:: TEXT PASSAGE

The Mysterious Death of Nina Chereau (1988) starring Maud Adams, Scott Renderer, Alexandra Stewart,László Szabó, Charles Millot, Françoise Brion directed by Dennis Berry Movie Review

The Mysterious Death of Nina Chereau (1988)   2/52/52/52/52/5


Maud Adams in The Mysterious Death of Nina Chereau (1988)

Deadly Boring

10 years earlier Ariel Dubois (Maud Adams) was found guilty of murdering her friend called Nina Chereau and on the orders of the judge was placed in to an asylum for the insane. But now her new psychiatrist Martin (Scott Renderer) begins to doubt her guilt and suspects she has blocked all memories of what happened out of her mind. But when one night Ariel escapes Martin suspects that she will be returning home to confront her mother Suzanne (Alexandra Stewart) who when Martin meets refuses to discuss her daughter. Having a hunch as to where Ariel will be hiding, Martin tracks her down and after a brief moment of romance she has gone again and at the point Martin discovers things are a lot more surreal than he could have ever imagined.

::::
:: SOURCE MATERIAL

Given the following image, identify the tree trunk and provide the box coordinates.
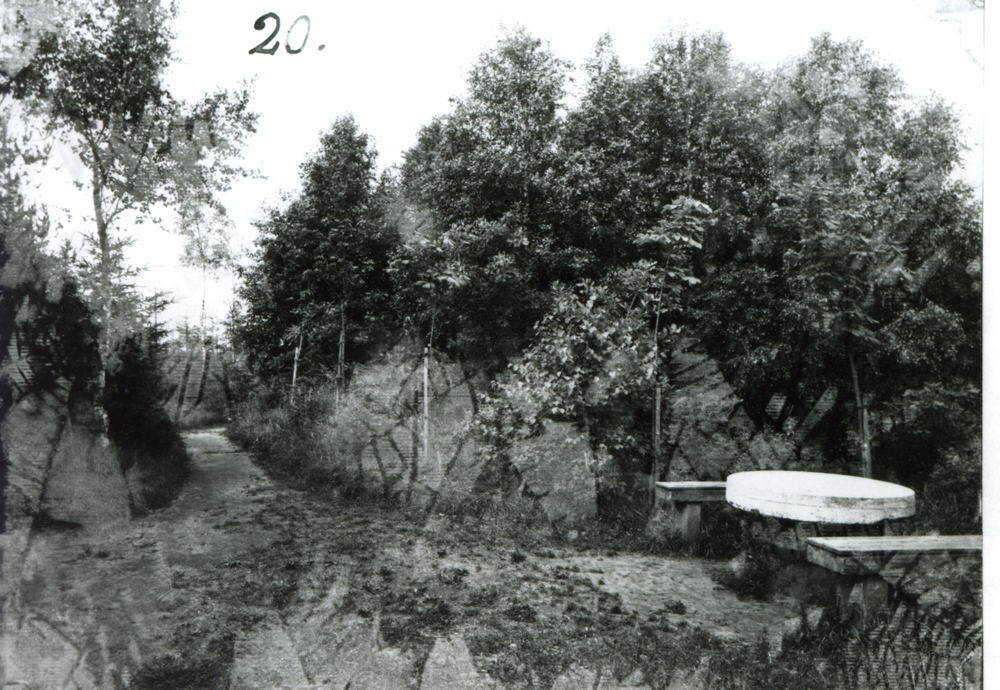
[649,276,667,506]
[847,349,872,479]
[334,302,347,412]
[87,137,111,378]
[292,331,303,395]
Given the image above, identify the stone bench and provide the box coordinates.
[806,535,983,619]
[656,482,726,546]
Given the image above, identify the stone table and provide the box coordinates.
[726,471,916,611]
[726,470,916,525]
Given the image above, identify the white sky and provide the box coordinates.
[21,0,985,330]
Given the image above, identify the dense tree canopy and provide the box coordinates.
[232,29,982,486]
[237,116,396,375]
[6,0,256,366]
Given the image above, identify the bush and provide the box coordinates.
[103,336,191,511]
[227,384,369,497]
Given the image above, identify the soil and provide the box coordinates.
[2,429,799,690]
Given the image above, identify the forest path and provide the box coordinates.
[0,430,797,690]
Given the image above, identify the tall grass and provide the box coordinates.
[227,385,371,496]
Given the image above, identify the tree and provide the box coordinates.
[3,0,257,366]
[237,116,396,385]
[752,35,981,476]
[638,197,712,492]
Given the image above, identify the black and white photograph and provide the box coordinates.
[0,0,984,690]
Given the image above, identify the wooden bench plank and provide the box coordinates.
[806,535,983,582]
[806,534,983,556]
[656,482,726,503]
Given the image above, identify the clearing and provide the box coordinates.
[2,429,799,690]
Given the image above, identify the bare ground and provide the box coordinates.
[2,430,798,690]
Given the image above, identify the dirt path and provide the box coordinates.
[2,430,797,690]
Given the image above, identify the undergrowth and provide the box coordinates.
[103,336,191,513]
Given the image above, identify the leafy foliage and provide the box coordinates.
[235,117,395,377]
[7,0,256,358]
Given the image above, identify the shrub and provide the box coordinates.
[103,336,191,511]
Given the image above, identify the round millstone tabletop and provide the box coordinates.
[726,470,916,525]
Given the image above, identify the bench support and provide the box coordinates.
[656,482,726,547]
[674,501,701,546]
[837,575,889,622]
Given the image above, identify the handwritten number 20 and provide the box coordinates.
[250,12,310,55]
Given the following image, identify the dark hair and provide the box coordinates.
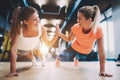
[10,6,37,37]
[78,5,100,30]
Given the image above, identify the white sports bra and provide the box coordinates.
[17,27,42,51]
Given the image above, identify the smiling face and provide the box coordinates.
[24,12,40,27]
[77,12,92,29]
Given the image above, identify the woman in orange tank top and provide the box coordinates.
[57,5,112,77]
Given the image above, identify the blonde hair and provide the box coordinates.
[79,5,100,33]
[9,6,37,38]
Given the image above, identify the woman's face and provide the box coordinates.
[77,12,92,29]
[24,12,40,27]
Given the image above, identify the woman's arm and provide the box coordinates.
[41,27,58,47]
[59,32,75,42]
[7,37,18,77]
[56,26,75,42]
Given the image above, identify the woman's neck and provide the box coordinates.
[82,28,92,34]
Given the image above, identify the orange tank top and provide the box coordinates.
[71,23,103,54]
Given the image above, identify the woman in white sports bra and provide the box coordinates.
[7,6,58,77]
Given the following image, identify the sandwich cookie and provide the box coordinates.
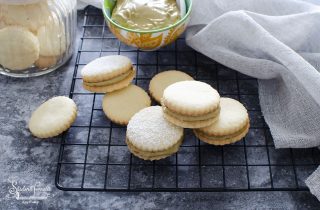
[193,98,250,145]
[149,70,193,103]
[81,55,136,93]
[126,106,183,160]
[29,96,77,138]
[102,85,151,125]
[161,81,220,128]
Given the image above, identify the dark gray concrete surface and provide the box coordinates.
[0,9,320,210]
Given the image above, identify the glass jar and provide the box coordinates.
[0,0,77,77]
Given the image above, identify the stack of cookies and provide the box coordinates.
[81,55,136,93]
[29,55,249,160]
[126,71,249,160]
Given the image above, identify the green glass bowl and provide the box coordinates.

::::

__WORK INSTRUCTIONS__:
1) Answer these questions using the movie review:
(a) Who directed the film?
(b) How many years earlier was Ariel Dubois found guilty of murdering Nina Chereau?
(c) Who plays Ariel's mother, Suzanne?
2) Duplicate the part of the movie review that opens with the words containing "Deadly Boring" and closes with "have ever imagined.".

__TASK-BY-TASK SOLUTIONS__:
1)
(a) Dennis Berry
(b) 10 years
(c) Alexandra Stewart

2)
Deadly Boring

10 years earlier Ariel Dubois (Maud Adams) was found guilty of murdering her friend called Nina Chereau and on the orders of the judge was placed in to an asylum for the insane. But now her new psychiatrist Martin (Scott Renderer) begins to doubt her guilt and suspects she has blocked all memories of what happened out of her mind. But when one night Ariel escapes Martin suspects that she will be returning home to confront her mother Suzanne (Alexandra Stewart) who when Martin meets refuses to discuss her daughter. Having a hunch as to where Ariel will be hiding, Martin tracks her down and after a brief moment of romance she has gone again and at the point Martin discovers things are a lot more surreal than he could have ever imagined.